What to work on: Copy out the rows word for word, starting with the line that contains "Where can you see the window" and continuing through the last line of the rows, with both ends included.

Material to process:

+--

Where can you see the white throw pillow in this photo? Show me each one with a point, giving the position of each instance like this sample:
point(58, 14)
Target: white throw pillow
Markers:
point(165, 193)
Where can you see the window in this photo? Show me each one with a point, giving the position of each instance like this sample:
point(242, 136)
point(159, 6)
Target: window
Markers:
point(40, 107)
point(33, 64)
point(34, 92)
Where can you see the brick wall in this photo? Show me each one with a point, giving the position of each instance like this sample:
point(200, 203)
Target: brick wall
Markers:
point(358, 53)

+--

Exercise solution:
Where can you see the window in this photo? Show me each one with a point, giving the position of each instance like this sample:
point(242, 136)
point(159, 6)
Target: window
Markers:
point(40, 107)
point(33, 64)
point(34, 92)
Where can you see the brick wall in this photo? Show me each one with a point, giving the position of each instance like this sample:
point(200, 203)
Target: brick wall
Markers:
point(358, 53)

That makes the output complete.